> [Exercise prompt]:
Find the string "bare" in the material. Copy every line that has it.

[Dataset excerpts — start]

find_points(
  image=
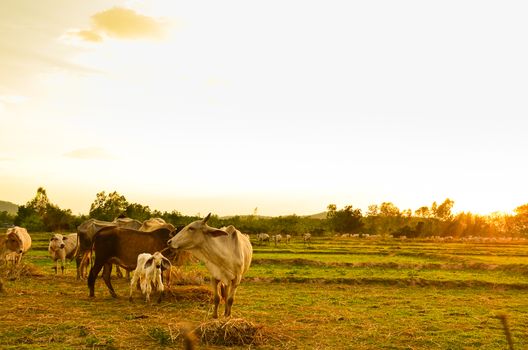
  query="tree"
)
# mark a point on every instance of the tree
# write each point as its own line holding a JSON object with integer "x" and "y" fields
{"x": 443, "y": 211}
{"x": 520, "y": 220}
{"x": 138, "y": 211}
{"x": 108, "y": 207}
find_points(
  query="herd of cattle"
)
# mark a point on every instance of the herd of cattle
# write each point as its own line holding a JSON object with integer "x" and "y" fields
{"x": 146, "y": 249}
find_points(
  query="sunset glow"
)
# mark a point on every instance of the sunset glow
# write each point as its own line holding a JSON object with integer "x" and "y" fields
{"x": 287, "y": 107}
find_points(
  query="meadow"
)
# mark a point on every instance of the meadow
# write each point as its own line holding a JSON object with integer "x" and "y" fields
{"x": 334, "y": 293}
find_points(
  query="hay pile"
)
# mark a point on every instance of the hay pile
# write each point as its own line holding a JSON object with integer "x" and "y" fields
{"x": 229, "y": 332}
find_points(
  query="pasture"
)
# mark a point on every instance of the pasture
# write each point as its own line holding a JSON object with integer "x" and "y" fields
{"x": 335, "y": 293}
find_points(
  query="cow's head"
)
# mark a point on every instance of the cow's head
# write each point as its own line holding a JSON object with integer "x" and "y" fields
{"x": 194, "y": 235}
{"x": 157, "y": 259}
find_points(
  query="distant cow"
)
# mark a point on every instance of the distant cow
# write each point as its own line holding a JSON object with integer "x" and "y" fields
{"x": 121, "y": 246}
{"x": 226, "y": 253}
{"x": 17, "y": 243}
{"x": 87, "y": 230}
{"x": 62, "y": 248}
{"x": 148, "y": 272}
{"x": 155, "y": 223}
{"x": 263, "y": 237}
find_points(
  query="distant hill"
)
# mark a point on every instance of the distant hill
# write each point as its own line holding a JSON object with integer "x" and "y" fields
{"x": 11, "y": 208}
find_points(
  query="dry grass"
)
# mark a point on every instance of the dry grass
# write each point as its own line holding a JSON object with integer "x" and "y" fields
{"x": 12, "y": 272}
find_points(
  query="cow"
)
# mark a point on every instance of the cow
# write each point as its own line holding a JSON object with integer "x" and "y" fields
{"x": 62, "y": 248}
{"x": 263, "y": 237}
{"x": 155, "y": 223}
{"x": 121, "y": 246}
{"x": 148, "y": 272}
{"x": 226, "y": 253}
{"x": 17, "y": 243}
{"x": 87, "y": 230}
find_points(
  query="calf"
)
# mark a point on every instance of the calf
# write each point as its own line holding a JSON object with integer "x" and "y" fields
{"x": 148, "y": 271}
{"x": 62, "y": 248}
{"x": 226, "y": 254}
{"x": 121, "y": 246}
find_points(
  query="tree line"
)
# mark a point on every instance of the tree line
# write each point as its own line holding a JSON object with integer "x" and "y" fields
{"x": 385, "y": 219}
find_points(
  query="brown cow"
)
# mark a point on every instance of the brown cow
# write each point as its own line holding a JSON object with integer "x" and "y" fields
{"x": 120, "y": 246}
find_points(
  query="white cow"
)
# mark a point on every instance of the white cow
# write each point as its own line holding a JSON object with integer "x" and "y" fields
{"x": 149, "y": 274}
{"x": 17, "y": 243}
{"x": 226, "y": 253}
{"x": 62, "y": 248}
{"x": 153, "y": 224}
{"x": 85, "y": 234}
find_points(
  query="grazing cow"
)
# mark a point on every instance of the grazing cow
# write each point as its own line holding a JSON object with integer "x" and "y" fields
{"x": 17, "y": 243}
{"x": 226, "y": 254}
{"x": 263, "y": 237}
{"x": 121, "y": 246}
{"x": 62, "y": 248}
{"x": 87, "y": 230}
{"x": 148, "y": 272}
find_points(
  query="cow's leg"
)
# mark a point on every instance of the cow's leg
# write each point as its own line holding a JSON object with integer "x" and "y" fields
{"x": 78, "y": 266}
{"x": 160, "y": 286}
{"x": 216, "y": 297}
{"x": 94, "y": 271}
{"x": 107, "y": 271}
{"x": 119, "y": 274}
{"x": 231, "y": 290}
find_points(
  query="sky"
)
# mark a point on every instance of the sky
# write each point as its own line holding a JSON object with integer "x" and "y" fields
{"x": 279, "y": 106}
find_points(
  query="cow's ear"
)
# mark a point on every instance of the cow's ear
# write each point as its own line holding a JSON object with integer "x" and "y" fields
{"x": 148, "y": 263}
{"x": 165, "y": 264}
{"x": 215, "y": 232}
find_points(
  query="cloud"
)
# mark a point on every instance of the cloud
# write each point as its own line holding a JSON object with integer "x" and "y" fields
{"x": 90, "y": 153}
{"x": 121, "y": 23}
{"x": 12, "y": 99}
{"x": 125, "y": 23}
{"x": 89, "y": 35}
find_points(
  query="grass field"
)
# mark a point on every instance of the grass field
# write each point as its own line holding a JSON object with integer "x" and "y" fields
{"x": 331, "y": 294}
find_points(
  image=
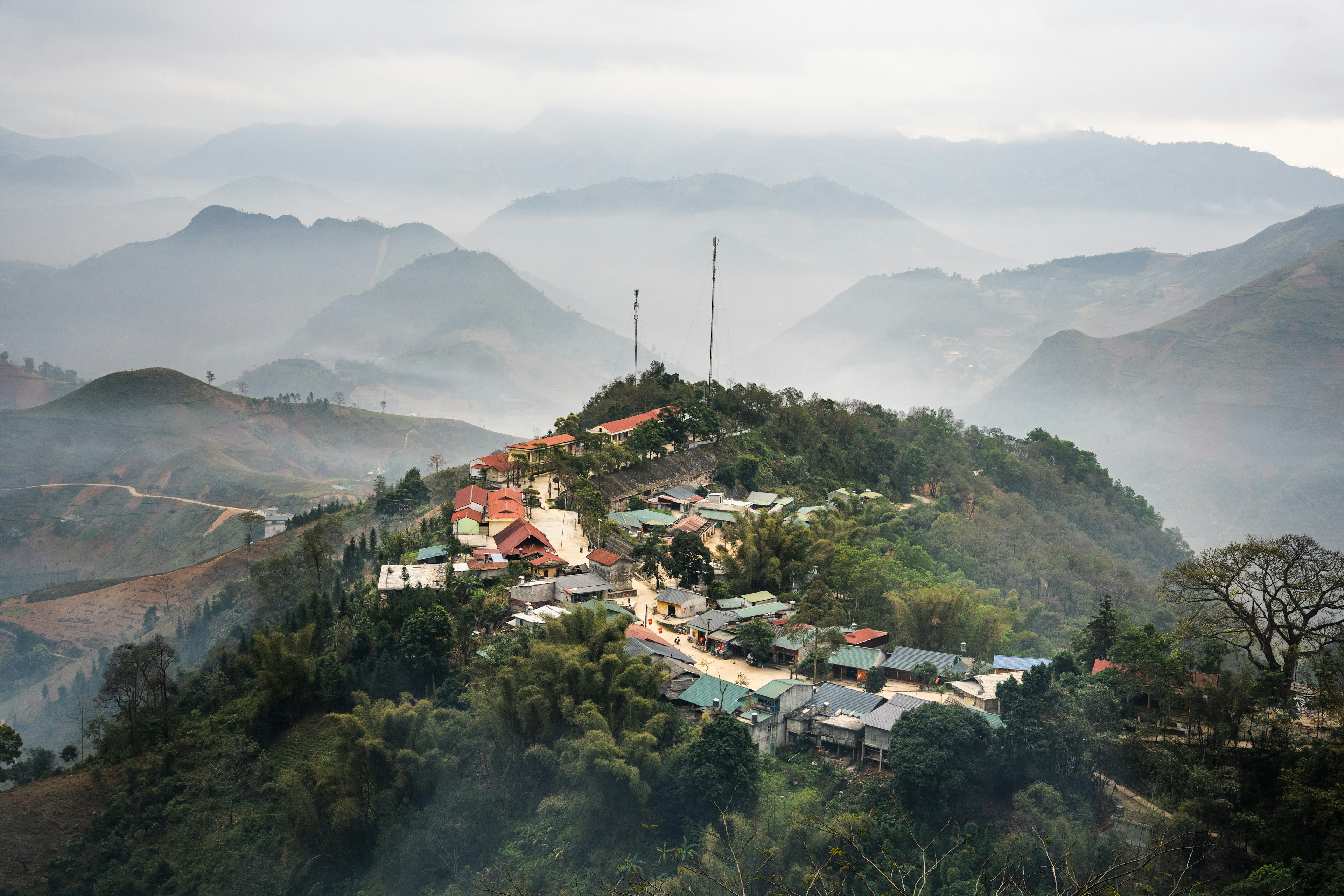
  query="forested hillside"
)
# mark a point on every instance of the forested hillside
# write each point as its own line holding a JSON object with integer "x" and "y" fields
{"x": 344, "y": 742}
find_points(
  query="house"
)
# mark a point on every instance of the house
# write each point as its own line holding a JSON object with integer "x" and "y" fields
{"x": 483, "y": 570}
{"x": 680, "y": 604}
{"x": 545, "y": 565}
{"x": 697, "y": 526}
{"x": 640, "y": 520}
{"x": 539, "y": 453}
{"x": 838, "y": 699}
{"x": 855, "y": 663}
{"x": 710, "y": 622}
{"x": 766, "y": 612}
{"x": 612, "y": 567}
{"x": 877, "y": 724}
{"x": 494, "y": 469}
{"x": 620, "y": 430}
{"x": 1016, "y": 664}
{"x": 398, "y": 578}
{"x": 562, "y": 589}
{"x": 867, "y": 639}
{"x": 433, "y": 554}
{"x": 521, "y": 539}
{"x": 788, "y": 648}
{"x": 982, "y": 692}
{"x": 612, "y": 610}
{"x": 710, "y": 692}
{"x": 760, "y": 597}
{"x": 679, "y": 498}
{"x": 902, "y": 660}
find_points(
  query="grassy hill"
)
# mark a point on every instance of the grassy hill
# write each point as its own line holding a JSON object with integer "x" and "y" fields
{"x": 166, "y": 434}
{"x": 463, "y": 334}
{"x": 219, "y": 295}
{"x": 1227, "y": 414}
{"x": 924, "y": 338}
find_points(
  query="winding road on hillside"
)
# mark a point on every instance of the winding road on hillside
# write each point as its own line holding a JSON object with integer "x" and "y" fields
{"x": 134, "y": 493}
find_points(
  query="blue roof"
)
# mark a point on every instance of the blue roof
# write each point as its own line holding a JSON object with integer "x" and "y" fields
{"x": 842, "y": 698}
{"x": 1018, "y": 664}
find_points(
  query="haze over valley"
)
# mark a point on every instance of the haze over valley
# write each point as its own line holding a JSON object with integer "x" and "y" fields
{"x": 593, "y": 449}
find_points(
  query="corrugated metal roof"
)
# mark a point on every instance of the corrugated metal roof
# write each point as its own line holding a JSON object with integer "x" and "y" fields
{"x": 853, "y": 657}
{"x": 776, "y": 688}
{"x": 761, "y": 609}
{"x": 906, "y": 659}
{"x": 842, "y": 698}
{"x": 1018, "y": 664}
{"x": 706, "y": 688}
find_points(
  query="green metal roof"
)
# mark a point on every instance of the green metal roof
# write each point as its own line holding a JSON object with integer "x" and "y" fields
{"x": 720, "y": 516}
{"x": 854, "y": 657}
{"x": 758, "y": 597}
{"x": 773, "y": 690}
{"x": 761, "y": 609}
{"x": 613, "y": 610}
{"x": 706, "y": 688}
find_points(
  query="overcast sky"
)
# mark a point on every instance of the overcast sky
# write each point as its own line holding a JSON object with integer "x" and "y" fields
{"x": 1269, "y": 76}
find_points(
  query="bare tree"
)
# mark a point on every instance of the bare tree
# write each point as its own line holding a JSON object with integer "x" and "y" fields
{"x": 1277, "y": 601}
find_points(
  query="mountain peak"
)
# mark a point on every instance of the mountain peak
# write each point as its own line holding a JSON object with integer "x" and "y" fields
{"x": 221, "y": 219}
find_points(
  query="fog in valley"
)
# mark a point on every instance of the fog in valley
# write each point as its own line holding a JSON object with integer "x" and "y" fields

[Dataset excerpts — finish]

> [Reply]:
  query="bare tree"
# mark a point on every instance of the bare tree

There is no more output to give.